### SOURCE INFORMATION
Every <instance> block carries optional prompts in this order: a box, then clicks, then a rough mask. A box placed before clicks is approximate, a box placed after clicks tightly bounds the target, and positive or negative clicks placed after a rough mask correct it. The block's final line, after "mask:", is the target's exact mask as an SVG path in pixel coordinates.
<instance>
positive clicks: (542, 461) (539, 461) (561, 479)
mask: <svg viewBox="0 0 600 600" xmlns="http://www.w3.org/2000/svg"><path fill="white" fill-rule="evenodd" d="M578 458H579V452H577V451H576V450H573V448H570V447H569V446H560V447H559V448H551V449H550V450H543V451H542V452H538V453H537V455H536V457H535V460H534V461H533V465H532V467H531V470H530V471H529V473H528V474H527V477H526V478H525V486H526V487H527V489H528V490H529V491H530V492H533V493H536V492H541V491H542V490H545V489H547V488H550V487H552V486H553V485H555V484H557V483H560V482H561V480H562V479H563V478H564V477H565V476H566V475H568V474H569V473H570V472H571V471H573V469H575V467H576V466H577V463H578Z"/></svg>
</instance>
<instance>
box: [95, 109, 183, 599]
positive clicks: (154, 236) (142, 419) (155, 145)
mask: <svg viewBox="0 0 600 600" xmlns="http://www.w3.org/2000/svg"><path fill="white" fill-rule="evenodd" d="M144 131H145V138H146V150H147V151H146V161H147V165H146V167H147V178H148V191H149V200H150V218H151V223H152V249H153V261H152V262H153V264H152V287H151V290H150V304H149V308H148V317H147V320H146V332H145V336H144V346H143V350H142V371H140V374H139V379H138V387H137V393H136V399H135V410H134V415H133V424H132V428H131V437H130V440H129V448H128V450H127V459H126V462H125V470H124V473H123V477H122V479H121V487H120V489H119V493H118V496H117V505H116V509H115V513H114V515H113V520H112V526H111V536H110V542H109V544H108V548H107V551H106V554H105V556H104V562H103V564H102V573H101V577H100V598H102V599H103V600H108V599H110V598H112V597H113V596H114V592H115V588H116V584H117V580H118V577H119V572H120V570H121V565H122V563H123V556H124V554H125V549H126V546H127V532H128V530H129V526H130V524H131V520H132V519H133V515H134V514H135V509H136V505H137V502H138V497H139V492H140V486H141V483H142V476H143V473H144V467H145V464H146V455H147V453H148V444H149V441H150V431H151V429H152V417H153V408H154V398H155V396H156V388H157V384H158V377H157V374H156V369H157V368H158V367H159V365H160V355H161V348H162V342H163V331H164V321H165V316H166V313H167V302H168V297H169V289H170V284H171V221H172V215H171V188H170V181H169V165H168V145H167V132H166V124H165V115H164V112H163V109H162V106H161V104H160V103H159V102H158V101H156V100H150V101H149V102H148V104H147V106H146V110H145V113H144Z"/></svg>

### EXERCISE AIM
Pick out each line of the material that contains the word "clicks" and copy those lines in full. Letter case matters.

### OUTPUT BELOW
Every <instance> block carries optional prompts in this order: a box, then clicks, then a rough mask. A box placed before clicks is approximate, a box placed after clicks tightly bounds the target, and positive or negative clicks placed after a rough mask correct it. The block's final line, after "mask:", is the target's exact mask as an SVG path in pixel coordinates.
positive clicks: (542, 461) (539, 461) (561, 479)
positive clicks: (154, 236) (142, 419) (155, 145)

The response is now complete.